THE EXERCISE →
Copy out all the entries exactly.

───── RAW DATA

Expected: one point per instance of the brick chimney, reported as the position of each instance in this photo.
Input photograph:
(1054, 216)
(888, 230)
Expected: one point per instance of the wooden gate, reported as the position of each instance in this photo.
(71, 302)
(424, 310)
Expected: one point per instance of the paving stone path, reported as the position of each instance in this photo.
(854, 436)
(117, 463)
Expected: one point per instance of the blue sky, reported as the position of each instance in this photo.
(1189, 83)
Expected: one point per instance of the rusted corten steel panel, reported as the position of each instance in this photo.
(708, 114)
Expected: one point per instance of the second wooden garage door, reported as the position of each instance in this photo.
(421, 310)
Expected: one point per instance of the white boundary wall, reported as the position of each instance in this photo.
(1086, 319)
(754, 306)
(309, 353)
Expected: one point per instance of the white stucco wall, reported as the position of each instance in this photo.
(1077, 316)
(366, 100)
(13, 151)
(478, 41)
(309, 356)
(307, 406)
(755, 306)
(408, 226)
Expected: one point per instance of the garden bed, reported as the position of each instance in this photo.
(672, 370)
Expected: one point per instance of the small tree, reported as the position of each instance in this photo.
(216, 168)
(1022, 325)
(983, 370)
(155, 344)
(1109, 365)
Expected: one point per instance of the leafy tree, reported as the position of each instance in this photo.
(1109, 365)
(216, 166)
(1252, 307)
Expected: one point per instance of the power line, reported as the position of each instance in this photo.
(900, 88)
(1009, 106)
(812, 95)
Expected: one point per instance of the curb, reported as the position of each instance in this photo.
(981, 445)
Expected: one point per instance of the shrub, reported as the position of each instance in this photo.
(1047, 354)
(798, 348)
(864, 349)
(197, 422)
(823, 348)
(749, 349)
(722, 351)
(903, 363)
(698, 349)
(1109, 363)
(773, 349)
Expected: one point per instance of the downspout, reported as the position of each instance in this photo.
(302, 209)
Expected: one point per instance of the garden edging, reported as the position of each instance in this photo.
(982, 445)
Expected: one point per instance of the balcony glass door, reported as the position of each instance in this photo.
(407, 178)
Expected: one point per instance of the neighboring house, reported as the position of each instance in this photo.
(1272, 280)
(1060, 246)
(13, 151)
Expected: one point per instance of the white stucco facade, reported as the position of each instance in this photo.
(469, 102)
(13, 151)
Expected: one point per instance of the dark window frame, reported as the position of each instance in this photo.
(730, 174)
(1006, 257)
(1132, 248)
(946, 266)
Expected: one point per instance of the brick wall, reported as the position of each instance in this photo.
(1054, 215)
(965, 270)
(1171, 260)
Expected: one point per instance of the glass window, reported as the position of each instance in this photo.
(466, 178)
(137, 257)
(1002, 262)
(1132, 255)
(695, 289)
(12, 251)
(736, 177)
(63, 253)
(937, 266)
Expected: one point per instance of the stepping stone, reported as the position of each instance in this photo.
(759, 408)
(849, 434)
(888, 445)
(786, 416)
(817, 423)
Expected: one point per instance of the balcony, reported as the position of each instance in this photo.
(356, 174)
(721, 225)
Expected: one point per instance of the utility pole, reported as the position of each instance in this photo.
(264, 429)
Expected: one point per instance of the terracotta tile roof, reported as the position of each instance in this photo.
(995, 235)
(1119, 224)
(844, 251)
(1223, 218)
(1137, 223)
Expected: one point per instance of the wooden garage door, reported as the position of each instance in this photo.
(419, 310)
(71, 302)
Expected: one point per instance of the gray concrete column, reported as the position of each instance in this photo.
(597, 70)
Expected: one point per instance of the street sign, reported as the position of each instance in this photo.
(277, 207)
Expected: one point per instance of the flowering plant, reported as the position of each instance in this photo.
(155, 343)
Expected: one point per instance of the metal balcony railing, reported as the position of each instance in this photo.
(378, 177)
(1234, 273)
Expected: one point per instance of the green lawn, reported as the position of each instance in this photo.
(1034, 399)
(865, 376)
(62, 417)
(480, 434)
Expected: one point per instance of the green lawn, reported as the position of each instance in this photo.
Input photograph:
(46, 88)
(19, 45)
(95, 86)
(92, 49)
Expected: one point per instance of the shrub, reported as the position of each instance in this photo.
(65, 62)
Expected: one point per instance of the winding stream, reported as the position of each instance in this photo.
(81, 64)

──────────

TASK RESPONSE →
Expected: one point per instance of the brick chimney, reported as the position of each instance in this photo.
Input photograph:
(1054, 216)
(888, 230)
Expected: one point per instance of the wooden gate, reported as the position of each instance in this photo.
(71, 302)
(424, 310)
Expected: one point per instance of the paving stone path, reported as the position of each instance in this photo.
(854, 436)
(117, 463)
Expected: one point per instance of the blue sky, reported as the position of each instance in this photo.
(1189, 83)
Expected: one point per instance of the rusted corten steel panel, reported as the position of each instance in this photo.
(708, 114)
Expected: one point per instance of the second wooden garage door, reported as the position of each instance in this photo.
(421, 310)
Expected: one point per instance of the white boundary wall, reported as the position of each instance in this photo.
(1086, 319)
(754, 306)
(309, 353)
Expected: one point per instance of the white stucco wall, reported as the position of each instance in this photo.
(1077, 316)
(366, 100)
(13, 151)
(478, 41)
(309, 356)
(307, 406)
(755, 306)
(408, 226)
Expected: one point per instance of the garden bed, reported as the position of each instance in this photo.
(672, 370)
Expected: one point per instance of the small tree, reported as the position of each instance in this photo.
(216, 168)
(1022, 325)
(983, 370)
(155, 344)
(1109, 365)
Expected: one point per instance of the leafy tree, reported as the position of each instance in this photo.
(1109, 365)
(216, 166)
(1252, 307)
Expected: one point per instance of the power line, reported as the position of each instance in this photo.
(900, 88)
(1009, 106)
(812, 95)
Expected: one point per instance of the curb, reported as the position of each instance in this photo.
(981, 445)
Expected: one point per instance of the shrub, reported as the position of each instance in this photo.
(1047, 354)
(798, 348)
(864, 349)
(197, 422)
(823, 348)
(749, 349)
(722, 351)
(903, 363)
(698, 349)
(1109, 363)
(773, 349)
Expected: one point per instance of the downspout, reported as the position of each instance in this photo.
(302, 209)
Expected: one point per instance of the garden edging, reported as the position of each instance in this photo.
(982, 445)
Expected: one point per instance of the balcony glass door, reported as the position of each instance in this photo.
(407, 178)
Expected: one point per instance of the neighboring house, reported as the position of each instance in this photo.
(1272, 280)
(1060, 246)
(13, 151)
Expected: one point per instance of the white stucco facade, reported as the position of each instance in this photo.
(469, 102)
(13, 151)
Expected: one point per instance of the dark window frame, reported as the position of each instance in this photo.
(730, 174)
(1006, 257)
(1132, 248)
(946, 266)
Expected: one point per instance of the brick wall, reported as the position of each instance in this photo.
(1054, 215)
(965, 270)
(1171, 260)
Expected: one point per instance of the glass window, reported as the position of each instance in this photo.
(466, 178)
(137, 257)
(1002, 262)
(1132, 255)
(695, 289)
(12, 251)
(736, 177)
(63, 253)
(937, 266)
Expected: one point per instance of the stepping stone, reported as the position of each instance in this photo.
(759, 408)
(849, 434)
(888, 445)
(786, 416)
(817, 423)
Expected: one point per instance of the balcony, reported as the position of each instance in this photo.
(356, 174)
(721, 225)
Expected: one point per instance of the utility pole, reported as the position of each instance in this photo.
(264, 429)
Expected: one point per instance of the terracotta tile roof, reported as the position of each instance in this photo.
(995, 235)
(1119, 224)
(844, 251)
(1223, 218)
(1137, 223)
Expected: one point per instance of the wooden garage door, reported as the position of each instance in this photo.
(419, 310)
(71, 302)
Expected: one point per instance of the gray concrete column, reported as the position of each instance in this photo.
(597, 70)
Expected: one point per instance of the street sign, reported as the position of each instance in this photo.
(277, 207)
Expected: one point per instance of the flowering plant, reported as the position of each instance in this photo.
(155, 343)
Expected: one point per instance of the metal balcony railing, reported as the position of each instance in this photo.
(378, 177)
(1234, 273)
Expected: one point per instance of the green lawn, reported as the position of each instance in this photo.
(1034, 399)
(865, 376)
(62, 417)
(480, 434)
Expected: one point per instance of the green lawn, reported as the position of each instance in this photo.
Input photograph:
(46, 88)
(19, 45)
(95, 86)
(92, 49)
Expected: one point per instance of the shrub, reported as the position of each instance in this photo.
(65, 62)
Expected: one point per instance of the winding stream, reported as the position of each instance in this photo.
(81, 64)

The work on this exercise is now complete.